Treat the line containing "Target: bathtub" as the first line and the final line of the material below as the last; reproduce that range exactly.

#### WORKING DATA

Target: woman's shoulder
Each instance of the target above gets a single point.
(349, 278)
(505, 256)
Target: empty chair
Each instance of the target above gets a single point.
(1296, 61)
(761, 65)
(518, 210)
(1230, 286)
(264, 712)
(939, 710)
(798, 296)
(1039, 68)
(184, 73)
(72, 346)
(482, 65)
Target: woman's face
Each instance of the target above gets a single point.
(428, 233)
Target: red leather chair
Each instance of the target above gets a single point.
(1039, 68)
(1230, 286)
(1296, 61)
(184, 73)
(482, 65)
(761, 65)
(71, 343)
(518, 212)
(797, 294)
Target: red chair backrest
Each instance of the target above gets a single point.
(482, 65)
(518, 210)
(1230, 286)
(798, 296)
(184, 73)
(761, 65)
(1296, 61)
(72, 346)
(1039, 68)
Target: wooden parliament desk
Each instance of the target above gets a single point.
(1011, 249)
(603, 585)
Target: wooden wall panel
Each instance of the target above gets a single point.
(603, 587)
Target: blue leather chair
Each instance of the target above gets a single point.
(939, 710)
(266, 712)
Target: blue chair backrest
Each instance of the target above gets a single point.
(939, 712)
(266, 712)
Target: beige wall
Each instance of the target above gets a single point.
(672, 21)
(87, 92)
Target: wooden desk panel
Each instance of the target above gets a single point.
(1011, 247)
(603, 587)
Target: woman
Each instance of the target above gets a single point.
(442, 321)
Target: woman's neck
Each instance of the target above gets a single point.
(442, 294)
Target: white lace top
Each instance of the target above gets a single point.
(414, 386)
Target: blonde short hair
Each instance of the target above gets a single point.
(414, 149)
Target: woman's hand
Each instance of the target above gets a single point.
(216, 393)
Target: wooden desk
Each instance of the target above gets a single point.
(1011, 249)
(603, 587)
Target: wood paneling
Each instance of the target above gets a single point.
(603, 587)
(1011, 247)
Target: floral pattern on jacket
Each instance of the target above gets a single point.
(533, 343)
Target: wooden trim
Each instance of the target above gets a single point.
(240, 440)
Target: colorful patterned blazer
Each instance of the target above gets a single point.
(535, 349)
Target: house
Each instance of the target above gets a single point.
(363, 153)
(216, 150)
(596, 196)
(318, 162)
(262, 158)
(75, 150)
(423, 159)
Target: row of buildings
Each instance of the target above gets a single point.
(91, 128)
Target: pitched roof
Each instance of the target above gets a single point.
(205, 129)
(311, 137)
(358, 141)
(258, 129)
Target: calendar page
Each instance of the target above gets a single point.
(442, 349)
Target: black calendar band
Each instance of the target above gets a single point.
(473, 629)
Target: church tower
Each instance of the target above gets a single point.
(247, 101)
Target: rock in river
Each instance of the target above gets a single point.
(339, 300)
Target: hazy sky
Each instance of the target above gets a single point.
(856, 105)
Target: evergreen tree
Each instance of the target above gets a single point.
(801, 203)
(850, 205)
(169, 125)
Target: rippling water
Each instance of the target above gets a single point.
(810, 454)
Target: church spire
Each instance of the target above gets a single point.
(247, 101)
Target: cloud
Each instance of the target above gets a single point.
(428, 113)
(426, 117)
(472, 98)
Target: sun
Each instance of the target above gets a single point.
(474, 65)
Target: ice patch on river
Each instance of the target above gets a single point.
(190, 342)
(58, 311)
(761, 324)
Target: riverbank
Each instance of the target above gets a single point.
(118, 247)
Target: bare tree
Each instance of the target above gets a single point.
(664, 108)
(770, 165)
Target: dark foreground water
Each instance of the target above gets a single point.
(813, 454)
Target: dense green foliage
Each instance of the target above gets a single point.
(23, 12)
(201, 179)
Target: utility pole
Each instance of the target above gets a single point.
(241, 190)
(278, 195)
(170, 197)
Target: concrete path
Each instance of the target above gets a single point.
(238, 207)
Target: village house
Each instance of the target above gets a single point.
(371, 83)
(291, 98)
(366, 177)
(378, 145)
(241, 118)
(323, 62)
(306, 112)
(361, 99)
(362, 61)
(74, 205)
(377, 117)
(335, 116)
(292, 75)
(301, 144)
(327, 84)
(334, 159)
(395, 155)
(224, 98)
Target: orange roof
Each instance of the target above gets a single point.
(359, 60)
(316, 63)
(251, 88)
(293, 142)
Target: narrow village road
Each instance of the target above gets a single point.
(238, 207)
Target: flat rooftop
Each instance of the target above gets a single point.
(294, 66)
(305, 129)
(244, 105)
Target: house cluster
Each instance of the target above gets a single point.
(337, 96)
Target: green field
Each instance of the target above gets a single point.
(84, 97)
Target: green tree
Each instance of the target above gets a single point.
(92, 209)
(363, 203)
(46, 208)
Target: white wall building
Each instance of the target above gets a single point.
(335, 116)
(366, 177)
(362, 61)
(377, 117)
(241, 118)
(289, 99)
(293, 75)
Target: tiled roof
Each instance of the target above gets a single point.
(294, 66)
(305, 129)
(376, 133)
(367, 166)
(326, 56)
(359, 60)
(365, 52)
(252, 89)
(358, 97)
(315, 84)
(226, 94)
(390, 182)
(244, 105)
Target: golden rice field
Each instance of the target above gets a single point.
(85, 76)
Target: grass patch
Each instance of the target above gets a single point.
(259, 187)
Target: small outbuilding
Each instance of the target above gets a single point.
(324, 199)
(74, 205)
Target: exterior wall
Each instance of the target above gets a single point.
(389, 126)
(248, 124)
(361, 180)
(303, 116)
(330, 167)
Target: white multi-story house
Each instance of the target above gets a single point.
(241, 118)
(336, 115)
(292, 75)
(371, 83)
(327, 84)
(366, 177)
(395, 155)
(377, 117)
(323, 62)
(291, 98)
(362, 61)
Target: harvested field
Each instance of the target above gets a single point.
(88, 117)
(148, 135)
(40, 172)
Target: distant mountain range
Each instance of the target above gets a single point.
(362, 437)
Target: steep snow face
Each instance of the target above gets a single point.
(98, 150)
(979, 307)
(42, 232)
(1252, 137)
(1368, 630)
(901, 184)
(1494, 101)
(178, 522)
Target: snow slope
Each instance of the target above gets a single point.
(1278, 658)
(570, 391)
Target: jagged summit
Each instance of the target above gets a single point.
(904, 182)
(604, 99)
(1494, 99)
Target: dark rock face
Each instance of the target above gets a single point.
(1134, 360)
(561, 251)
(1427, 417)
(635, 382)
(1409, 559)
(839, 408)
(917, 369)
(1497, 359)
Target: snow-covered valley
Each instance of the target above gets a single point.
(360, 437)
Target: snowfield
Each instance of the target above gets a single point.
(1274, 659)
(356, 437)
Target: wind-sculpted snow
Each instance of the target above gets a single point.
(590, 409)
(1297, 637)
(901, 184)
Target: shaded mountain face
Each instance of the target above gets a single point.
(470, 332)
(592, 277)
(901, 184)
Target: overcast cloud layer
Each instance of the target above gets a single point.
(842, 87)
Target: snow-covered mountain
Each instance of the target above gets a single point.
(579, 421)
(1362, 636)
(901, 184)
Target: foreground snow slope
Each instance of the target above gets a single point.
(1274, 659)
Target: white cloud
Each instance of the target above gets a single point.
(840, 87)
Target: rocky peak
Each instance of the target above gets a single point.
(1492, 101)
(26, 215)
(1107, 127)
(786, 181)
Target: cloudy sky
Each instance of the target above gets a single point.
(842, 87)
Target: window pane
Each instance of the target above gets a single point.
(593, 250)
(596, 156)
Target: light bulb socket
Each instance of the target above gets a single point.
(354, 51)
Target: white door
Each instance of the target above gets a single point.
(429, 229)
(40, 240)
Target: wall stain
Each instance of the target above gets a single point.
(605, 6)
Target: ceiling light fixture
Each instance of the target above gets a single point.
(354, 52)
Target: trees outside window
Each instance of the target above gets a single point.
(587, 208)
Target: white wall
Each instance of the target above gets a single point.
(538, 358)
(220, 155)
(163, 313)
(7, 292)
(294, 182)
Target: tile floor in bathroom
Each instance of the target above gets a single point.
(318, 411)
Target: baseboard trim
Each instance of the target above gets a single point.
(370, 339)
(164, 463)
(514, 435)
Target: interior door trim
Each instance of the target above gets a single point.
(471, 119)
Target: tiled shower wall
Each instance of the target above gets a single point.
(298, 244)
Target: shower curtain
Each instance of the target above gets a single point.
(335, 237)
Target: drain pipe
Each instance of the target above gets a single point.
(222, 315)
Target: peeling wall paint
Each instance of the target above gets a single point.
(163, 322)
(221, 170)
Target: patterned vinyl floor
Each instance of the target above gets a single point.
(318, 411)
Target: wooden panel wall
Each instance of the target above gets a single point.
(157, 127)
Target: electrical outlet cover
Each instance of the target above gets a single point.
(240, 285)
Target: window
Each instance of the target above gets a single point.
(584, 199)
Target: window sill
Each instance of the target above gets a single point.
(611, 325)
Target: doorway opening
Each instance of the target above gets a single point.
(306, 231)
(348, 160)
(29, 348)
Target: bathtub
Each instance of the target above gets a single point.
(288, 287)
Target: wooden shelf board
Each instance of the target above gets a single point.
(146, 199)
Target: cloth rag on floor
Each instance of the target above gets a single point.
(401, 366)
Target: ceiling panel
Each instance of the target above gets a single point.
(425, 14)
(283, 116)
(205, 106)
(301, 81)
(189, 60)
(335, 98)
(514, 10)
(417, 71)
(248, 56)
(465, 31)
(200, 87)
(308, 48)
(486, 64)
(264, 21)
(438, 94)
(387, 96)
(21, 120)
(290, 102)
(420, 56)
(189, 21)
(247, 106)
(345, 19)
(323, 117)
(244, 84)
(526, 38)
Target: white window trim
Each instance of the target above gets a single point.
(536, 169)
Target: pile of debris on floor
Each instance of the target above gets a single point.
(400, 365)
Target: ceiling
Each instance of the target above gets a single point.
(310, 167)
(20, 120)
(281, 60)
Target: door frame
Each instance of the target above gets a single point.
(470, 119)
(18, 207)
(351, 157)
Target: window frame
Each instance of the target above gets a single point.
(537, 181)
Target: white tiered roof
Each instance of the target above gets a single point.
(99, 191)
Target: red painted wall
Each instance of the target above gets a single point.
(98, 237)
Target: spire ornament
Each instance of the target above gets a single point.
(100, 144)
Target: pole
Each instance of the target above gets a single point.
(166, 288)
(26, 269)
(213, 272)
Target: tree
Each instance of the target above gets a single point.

########

▶ [THE RESULT]:
Target: bathtub
Each instance of the target above gets a single point.
(288, 287)
Target: wooden shelf board
Each instance of the target above gets a single point.
(146, 199)
Target: cloth rag on floor
Each instance of the target above gets a single point.
(401, 366)
Target: ceiling panel
Each instance of the target above gets a single point.
(425, 14)
(283, 116)
(205, 106)
(301, 81)
(189, 60)
(335, 98)
(514, 10)
(417, 71)
(248, 56)
(465, 31)
(200, 87)
(308, 48)
(486, 64)
(264, 21)
(438, 94)
(387, 96)
(21, 120)
(290, 102)
(420, 56)
(189, 21)
(247, 106)
(345, 19)
(323, 117)
(244, 84)
(526, 38)
Target: white window trim
Each instance of the target above gets a single point.
(536, 169)
Target: pile of debris on floor
Each instance of the target above gets a single point.
(400, 365)
Target: ceiling
Each instance of the target above gets a single point.
(310, 167)
(20, 120)
(281, 60)
Target: door frame
Each instance of the target above gets a single point.
(470, 119)
(18, 207)
(351, 157)
Target: window frame
Each instance of the target above gets a single point.
(537, 181)
Target: white tiered roof
Each instance of the target above gets a single point.
(99, 191)
Target: red painted wall
Each instance of the target above gets a single point.
(98, 237)
Target: spire ornament
Each instance of the target above gets a single point.
(100, 144)
Target: pole
Each instance of the target above gets a single point.
(166, 288)
(26, 269)
(213, 272)
Target: tree
Each instance of the target above gets a single point.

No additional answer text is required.